__Request 1__. Turn the stretch of the listing from the line containing "Spot the black" through the line containing "Spot the gray car" into a numbered list, leaving out blank lines.

__Source__.
————

The husky immediately bit her deeply in the back, on the scruff.  There was no hesitation.  Ryver began to howl in shock and pain.  I had yelled out prior to the dog getting there as a last ditch hope to ward this attack off, but the dog had blown through the electric fence.  The husky bit into her again and Ryver yelped out again in pain while trying to get loose from the dog's toothy grip.  At this point I figured I was going to get bitten by this dog as I tried to prevent Ryver from being killed.  I had moved next to the two dogs and clocked the husky with a right hook to the head with everything I had, the impact shooting an electric pain up my arm as the blow sounded with a crack.  The husky bit down again on Ryver who was desperately struggling to get away, and I punched the dog again in the neck with a satisfying "thud".  Fuck this dog.  The husky lurched back and Ryver ran off howling, me following in mad pursuit so she wouldn't run blindly into the street and get hit by one of the teenage girls zipping around in the SUVs their Daddy's bought them for their Sweet 16th.  Ryver stopped after a short burst, blood streaming from her ear and shoulder.

The great thing about dogs is their ability to be stoic.  Had this happened to me, I would have been freaking out.  Ryver looked embarrassed more than anything, her brother Montgomery circling my legs as if to say "Hey, that crazy fucking dog isn't coming for me, is he?".  She looked amazingly composed considering she was bleeding from wounds on her head, neck and shoulder.  I made eye contact with her.  "You want to go home?"  Yep.  We all trotted the half block back to the house.  I dropped Monty off inside, tried to triage Ryver as best I could, and scooped her into the car to go to the vet.  She calmly sat in the back seat as I stopped at the the husky's owner's house.

————

__Listed records__.
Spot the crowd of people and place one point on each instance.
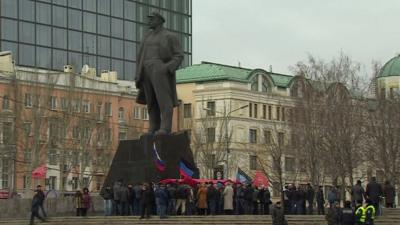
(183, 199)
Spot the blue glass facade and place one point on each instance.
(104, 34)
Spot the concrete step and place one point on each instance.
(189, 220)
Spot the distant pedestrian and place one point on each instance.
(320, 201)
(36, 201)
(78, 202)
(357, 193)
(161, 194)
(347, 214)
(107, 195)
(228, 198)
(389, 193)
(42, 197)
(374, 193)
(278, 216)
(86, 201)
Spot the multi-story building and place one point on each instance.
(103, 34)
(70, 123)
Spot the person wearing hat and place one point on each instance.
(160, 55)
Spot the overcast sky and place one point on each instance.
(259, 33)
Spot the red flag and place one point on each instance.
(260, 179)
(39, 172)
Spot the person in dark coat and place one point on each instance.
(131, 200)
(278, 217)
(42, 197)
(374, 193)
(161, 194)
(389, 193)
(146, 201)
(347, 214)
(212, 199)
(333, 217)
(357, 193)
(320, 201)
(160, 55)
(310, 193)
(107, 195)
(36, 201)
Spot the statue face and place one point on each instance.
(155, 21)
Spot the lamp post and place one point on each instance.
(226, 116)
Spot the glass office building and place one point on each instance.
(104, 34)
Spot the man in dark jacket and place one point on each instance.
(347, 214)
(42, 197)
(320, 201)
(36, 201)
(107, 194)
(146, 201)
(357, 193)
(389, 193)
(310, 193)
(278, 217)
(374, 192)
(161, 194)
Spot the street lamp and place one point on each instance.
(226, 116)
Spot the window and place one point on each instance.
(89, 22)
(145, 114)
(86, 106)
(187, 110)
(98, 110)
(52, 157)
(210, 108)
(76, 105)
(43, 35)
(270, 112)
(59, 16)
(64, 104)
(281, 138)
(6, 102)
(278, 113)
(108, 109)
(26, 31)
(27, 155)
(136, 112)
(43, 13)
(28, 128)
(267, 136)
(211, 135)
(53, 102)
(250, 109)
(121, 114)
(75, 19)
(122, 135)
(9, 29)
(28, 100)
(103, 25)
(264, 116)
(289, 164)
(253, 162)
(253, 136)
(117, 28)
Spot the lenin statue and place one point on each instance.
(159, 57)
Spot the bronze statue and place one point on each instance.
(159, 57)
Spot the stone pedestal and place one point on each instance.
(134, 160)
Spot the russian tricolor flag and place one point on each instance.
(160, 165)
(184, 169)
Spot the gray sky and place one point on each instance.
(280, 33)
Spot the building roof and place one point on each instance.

————

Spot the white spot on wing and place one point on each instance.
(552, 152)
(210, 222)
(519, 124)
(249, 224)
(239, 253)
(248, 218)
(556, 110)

————

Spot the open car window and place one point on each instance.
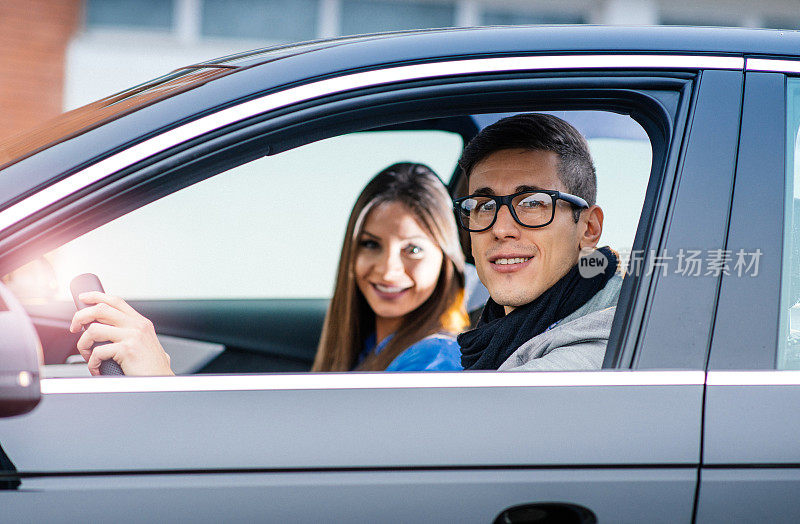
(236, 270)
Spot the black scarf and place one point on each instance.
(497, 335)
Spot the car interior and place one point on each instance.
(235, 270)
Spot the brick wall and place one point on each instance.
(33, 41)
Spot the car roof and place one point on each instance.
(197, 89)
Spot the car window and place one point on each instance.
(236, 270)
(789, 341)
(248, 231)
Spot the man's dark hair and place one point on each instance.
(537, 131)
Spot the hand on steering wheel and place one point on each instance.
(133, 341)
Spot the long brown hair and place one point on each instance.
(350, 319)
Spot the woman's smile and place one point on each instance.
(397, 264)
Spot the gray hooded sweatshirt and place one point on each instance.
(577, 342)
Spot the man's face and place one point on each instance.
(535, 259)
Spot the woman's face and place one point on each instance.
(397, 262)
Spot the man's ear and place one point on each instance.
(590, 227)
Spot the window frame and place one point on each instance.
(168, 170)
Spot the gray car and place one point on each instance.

————

__Request 2__. Carry on the account of the husky attacking Ryver from the point where it stops.

__Written answer 1__.
1. Spot the black scarf and place one point on each instance.
2. (497, 335)
3. Spot the car interior and place one point on each instance.
4. (235, 270)
5. Spot the brick wall and place one point on each instance.
6. (33, 41)
7. Spot the car roof and place one point on each instance.
8. (197, 89)
9. Spot the car window and place one point on each instance.
10. (236, 270)
11. (789, 341)
12. (248, 231)
13. Spot the man's dark hair and place one point on each instance.
14. (537, 131)
15. Spot the hand on steering wheel and place one point on each instance.
16. (133, 341)
17. Spot the long brown hair and place one point on each instance.
18. (350, 319)
19. Spot the woman's smile and place one point on each instance.
20. (397, 264)
21. Spot the gray hooded sweatshirt and place one point on each instance.
22. (577, 342)
23. Spot the man's face and place one point on each instance.
24. (535, 259)
25. Spot the woman's face and place one point on each instance.
26. (397, 262)
27. Spot the man's ear and place one point on each instance.
28. (590, 227)
29. Spot the window frame and place one point on each instance.
30. (168, 170)
31. Spot the gray car and place one point on each instance.

__Written answer 2__.
My adrenalin was flowing.  I can feel my arms shaking.  I am partially hoping to get into a confrontation so I can go inside the house and chop everyone that lives there up with an axe.  "What?  You think this is my fault?  Here comes Johnny!"  (axe into door). Instead, after ringing the doorbell, I am met with a very nice woman, tears streaming out of her face as she begs for forgiveness.  She wants to know about the well being of Ryver.  Are we all ok?  Dammit.  I tell her what happened and tell her that I am going to have the vet call her for payment.  Meanwhile this poor woman has what might be the largest tears I have ever seen hitting the front porch as she sniffles through telling me about the family's attempts to train the dog.  She is purely filled with grief at the events that have transpired.  At this point I am making excuses for her.  I sheepishly leave, embarrassed by my early show of aggression at the door and drive Ryver to the vet.

Four stitches to the inner ear.  Three small puncture wounds to the body.  Ryver is like a zombie when I pick her up later that afternoon, the drugs used to sedate her still working though her system.  My jacket rattles with pills I will need to give her over the next couple of weeks.  The vet says the woman hasn't returned their call to offer up payment.  I leave the vet, letting Ryver let out a satisfying steam of urine after being locked up all day.  I wonder if the woman is going to willingly pay the vet.  I wonder if there will be more unpleasantness.  I wonder why I didn't know any of the Super Bowl halftime show songs.  I drive my dog home.